Geselecteerde tekst
Gegevens uitspraak |
LJN: |
LJN AA6362 |
ECLI: |
ECLI:NL:RBGRO:2000:AA6362 |
Instantie: |
Rechtbank Groningen |
Soort procedure: |
beroep |
Zaaknummer: |
AWB 98/1027 NABW V06 |
Datum uitspraak: |
15 mei 2000 |
Wetsartikelen: |
artt.
84
Abw (=
59
Wwb) /
8:72
Awb |
Trefwoorden: |
gezamenlijke huishouding; samenwoning;
terugvordering van hoofdelijk aansprakelijke;
onderhoudsplichtige; gezinsbijstand
alleenstaande ouder |
Essentie: |
Onterechte terugvordering van de vermeende
hoofdelijk aansprakelijke onderhoudsplichtige
waarmee een bijstandsgerechtigde een (verzwegen)
gezamenlijke huishouding heeft gevoerd. Omdat de
bijstand - vóór de wijziging van 31 december
1998 van artikel 84, tweede lid, Abw - als
gezinsbijstand (alleenstaandeouderuitkering) is
verleend, is er geen wettelijke grondslag voor
terugvordering. |
Transponeringstabel Abw naar Wwb
Uitspraak enkelvoudige kamer Rechtbank Groningen AWB
98/1027 NABW V06
U I T S P R A A K
inzake het geschil tussen:
[eiser], wonende te [woonplaats], eiser,
gemachtigde: mr D.Y. Li,
en
burgemeester en wethouders van de gemeente
Hoogezand-Sappemeer, verweerders,
gemachtigde: A.J. Haring
1. Procesverloop
Verweerders hebben bij besluit van 22 september 1998,
nr. 9800-/469/470/471, het bezwaar van eiser met
betrekking tot het terugvorderingsbesluit van 24
februari 1998 ongegrond verklaard.
Eiser heeft tegen dit besluit bij beroepschrift van 3
november 1998, nader aangevuld bij brief van 27 november
1998, beroep ingesteld.
Verweerders hebben op 13 januari 1999 de op de zaak
betrekking hebbende stukken aan de rechtbank toegezonden
en een verweerschrift ingediend.
Eiser heeft op 7 december 1999 een aantal stukken
ingediend.
Desgevraagd heeft eiser op 6 januari 2000 nog enkele
stukken aan de rechtbank toegezonden.
Afschriften van de gedingstukken zijn, voor zover niet
door hen ingediend, door de griffier aan partijen
toegezonden.
Het geschil is, gevoegd met de zaak met het nr. AWB
98/1028 NABW V06, behandeld ter zitting van de
enkelvoudige kamer van de rechtbank van 25 april 2000.
Eiser is aldaar in persoon verschenen, bijgestaan door
zijn gemachtigde.
Verweerders hebben zich doen vertegenwoordigen door hun
gemachtigde.
2. Rechtsoverwegingen
Feiten
Blijkens het proces-verbaal van de regiopolitie
Groningen van 25 februari 1998 is vanwege een vermoeden
van bijstandsfraude met ingang van 3 juli 1997 onderzoek
gedaan naar de situatie waarin eiser en X (verder: X)
verkeerden. Dit onderzoek heeft geleid tot de conclusie
dat eiser en X vanaf 1 april 1997 een gezamenlijke
huishouding voeren op het adres van X: [...] te Y.

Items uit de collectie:
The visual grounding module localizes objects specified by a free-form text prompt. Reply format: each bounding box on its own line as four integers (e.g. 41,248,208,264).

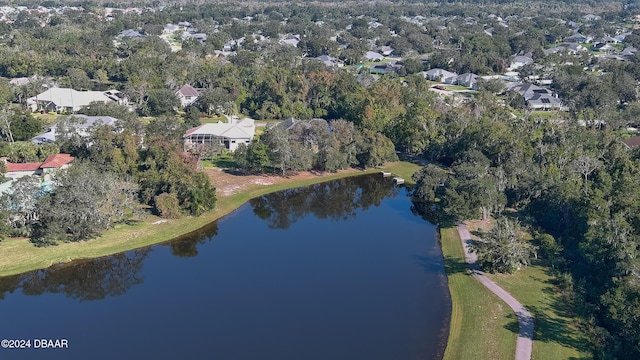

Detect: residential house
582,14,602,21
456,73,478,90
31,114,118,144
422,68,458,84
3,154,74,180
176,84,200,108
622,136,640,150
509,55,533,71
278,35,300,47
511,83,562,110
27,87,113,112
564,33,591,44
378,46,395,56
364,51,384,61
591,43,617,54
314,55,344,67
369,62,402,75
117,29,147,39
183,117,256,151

* * *

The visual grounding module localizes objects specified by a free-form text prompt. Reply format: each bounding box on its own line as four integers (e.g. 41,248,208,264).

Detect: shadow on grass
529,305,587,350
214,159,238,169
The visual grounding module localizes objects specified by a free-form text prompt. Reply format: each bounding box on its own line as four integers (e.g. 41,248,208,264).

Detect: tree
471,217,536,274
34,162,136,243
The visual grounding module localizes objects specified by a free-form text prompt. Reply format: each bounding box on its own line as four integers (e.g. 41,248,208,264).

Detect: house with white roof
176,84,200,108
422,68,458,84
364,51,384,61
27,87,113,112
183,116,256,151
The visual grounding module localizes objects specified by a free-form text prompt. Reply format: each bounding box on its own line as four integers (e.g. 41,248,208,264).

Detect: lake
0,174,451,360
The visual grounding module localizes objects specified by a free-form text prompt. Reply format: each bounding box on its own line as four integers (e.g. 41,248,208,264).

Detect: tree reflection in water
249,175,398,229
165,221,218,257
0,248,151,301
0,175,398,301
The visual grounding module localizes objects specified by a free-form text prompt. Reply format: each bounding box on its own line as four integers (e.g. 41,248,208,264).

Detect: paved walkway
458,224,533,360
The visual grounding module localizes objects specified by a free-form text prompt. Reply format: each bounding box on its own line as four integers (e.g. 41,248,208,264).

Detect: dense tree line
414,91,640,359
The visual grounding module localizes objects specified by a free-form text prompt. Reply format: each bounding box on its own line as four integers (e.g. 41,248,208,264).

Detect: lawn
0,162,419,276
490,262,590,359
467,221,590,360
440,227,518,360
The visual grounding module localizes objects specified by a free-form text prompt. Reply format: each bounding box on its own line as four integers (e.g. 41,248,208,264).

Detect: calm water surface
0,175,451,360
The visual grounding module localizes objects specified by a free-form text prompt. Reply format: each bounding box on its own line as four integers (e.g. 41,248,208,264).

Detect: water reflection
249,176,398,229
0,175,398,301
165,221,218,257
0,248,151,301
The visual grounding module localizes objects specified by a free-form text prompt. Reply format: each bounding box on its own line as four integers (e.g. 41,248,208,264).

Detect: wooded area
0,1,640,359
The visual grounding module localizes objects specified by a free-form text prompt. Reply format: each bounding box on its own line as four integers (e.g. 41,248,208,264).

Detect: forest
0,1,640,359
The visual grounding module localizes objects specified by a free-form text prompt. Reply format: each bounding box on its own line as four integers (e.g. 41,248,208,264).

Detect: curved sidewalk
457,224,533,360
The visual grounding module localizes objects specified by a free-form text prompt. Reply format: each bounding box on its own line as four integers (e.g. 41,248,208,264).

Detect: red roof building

Gestelde opdracht
Vat de uitspraak van de Rechtbank Groningen samen in twee zinnen.

Resultaat opdracht
In deze uitspraak van 15 mei 2000 behandelt de Rechtbank Groningen het beroep van eiser tegen het besluit waarin burgemeester en wethouders van Hoogezand-Sappemeer zijn bezwaar tegen een terugvorderingsbesluit ongegrond verklaarden, nadat politieonderzoek had geconcludeerd dat eiser en X vanaf 1 april 1997 een gezamenlijke huishouding voerden. Volgens de essentie was de terugvordering onterecht, omdat de bijstand vóór de wijziging van artikel 84, tweede lid, Abw van 31 december 1998 als gezinsbijstand was verleend en er daardoor geen wettelijke grondslag voor terugvordering is.